(WHAT THE TASK ASKS):
Answer these from the passage on New Jersey's long-term care partnership program:
(a) After death, what does the Partnership Program protect assets from?
(b) What amount is given for Long-Term Care Medicaid spend down?
(c) What is the home equity limit?

(DOCUMENT PASSAGE):
This is known as “dollar-for-dollar” asset protection. It allows an individual to keep assets in the amount equal to the long-term care benefits paid and not be subjected to spend-down requirements.
If your New Jersey Partnership Long-Term Care insurance policy paid $650,000 in benefits you would be able to shelter that same amount when they calculate your eligibility for the Medicaid Long-Term Care benefit. You would, in this example, be able to preserve the $650,000 in addition to the normal allowance and still qualify for the Medicaid benefit. The Partnership Program also protects those assets after death from Medicaid estate recovery.
Most states have reciprocity with other states' long-term-care partnership programs including New Jersey. This means if you move from or to New Jersey your partnership asset protection follows you as well.
Long-Term Care Medicaid spend down is $2,000. A spouse’s minimum asset allowance is minimum of $25,728 up to a maximum of one-half of countable assets up to $128,640. Your spouse’s minimum monthly income allowance is $2,113.75. * The home equity limit is $893,000.
For more information about the Medicaid program visit www.medicaid.gov.

(INFORMATION):
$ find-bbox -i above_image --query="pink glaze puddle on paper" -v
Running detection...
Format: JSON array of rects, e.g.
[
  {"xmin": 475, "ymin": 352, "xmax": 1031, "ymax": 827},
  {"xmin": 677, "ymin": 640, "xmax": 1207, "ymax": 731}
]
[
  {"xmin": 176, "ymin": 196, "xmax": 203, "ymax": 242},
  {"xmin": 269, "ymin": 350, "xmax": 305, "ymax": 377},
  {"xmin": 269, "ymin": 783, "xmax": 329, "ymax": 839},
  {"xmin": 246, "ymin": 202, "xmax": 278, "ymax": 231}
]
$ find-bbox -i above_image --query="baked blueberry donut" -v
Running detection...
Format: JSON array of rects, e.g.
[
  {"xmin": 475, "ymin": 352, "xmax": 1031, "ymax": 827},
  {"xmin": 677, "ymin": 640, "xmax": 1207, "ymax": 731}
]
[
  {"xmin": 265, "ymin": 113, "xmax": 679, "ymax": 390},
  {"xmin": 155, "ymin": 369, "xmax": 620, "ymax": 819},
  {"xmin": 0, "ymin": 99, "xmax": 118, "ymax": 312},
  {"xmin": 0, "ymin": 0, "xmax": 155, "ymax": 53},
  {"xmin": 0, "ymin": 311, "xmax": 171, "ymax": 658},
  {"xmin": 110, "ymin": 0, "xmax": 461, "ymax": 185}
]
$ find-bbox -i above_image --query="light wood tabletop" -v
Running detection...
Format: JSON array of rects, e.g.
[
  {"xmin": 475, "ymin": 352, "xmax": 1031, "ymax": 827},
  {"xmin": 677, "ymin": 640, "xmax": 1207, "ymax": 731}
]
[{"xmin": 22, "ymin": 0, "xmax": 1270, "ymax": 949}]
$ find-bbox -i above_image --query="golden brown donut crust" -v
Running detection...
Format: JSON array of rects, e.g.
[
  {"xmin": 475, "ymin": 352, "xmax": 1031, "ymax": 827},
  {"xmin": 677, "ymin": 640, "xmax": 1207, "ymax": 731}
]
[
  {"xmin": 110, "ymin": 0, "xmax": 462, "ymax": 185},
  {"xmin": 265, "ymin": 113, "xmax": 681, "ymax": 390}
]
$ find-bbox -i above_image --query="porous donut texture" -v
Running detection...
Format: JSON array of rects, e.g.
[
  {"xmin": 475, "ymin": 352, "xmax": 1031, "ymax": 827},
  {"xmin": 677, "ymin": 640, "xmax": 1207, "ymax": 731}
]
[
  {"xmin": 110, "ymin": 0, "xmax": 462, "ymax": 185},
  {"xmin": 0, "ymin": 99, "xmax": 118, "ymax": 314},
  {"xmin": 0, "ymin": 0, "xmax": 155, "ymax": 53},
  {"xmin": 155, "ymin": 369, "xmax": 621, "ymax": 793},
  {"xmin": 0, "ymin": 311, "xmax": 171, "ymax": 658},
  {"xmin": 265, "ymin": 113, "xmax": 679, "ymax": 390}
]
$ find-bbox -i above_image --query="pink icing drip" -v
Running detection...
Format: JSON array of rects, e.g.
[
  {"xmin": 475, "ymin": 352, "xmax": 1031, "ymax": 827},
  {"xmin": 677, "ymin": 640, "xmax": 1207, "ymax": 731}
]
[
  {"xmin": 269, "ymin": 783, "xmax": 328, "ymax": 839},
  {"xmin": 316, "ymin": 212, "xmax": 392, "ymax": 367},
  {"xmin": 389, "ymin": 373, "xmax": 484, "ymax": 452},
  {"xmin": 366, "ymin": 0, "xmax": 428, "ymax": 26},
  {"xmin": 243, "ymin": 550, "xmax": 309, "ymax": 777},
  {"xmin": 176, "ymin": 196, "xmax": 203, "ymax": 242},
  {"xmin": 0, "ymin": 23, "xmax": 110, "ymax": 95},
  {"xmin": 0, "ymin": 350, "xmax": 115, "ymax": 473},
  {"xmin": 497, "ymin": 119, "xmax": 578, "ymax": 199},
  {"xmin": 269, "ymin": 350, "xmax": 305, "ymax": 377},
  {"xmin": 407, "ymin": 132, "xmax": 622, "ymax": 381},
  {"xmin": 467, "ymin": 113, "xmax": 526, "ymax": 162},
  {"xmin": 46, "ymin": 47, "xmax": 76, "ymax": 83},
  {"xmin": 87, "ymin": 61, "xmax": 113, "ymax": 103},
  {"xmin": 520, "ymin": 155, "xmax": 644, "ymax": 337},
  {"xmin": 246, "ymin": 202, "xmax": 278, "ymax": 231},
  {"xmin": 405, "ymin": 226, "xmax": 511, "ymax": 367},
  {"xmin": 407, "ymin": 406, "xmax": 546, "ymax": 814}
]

(RESPONSE):
(a) Medicaid estate recovery.
(b) $2,000.
(c) $893,000.